Word to the Guise: Manuel Cuevas

Wearing his signature kerchief knotted around his neck, dressed in black, Manuel appears from the back of his studio. He is a portrait of white teeth and impeccable posture; a shock of white hair juxtaposed against skin the color of aged, light russet leather.

“What do you want to do with me?” Manuel asks us, grinning.

A man of inimitable style and talent, Manuel Cuevas embodies a rare dichotomy of humility and genius. Tremendously famous for creating fashion history— responsible for dressing Johnny Cash in black suits, and Elvis in gold lamé—he is immediately unaffected, warm, and hysterically funny. We’re soon swept behind red curtains and guided by Manuel upstairs, breathing in literal decades of history marked by fabric scraps, sequins, and dust.

In his shop, Manuel’s spirit is seemingly boundless. He is spryly showing us up two flights of stairs, around dressing and sewing rooms; he is nimbly flicking the lights on and off with a steel measuring stick taller than all of us combined. He is telling us dirty jokes and singing in Spanish as he walks, then cursing at a set of Venetian blinds he’s trying to raise, soon wrapping their cord around his own, likely priceless, embroidered curtains. Everything is spoken in charming, lightly accented English. We are smitten within the first five minutes.

Though responsible for such iconic pop art as the Grateful Dead’s insignia of a skull and roses, as well as cementing the Rolling Stones’ logo of a mouth and lips, Manuel is overwhelmingly modest. He never name-drops; when prompted about his favorite design, he answers smiling vaguely,  “Maybe a pair of Levi’s.” He then laughs.

“To meet a prostitute, a beggar, the president—they are all the same to me. Most of my clients are good friends of mine; there’s no other way.”

◆ What the task asks:
Resume the Manuel Cuevas profile above, picking up after his line "there's no other way."

◆ Dataset excerpt:
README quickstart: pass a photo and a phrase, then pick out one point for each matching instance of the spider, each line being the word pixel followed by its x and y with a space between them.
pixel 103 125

◆ Exercise answer:
Artifacts line the white walls and dark oak floors of Manuel’s studio—mostly gifts from past clients and photographs of his couture, gathered over the twenty-three years he’s inhabited the studio on Broadway. A guitar here, a painting there, celebrity notes and portraiture abound, though Manuel references none of them. “Sometimes the most humble settings are the most rewarding, and that has always been the embodiment of my career.”

Referencing the city outside his Midtown windows, he notes, “Nashville is surprisingly artistic. It’s becoming beautifully mixed, but retains its laid-back quality.” He pauses for a moment, gesturing outside with his hands. “Fashion here—women here—are much more beautiful. In the big cities you see a sway of the hips, a promiscuity. Here you see beauty. And people here adore beautiful clothes.”

Manuel claps his hands, speaking with infectious, effortless charisma about his past. Designing from a young age, he cites fate, not fame, as what drew him into the industry. “When I was seven, I sewed my first pair of pants. It was sweet serendipity, getting into fashion, more than anything else.”

His voice lowers slightly. “I’ve never had a sad day in my life working here. I love it.” Manuel says, eyes twinkling. “It was never a struggle. Do you believe that?”

We pause, taking in all of the collective manifestations of his life sitting with us in the studio. The suits, the celebrities—the totality of his handiwork, his history. We look at each other. Nod. “Yes,” we say. And we know it’s true.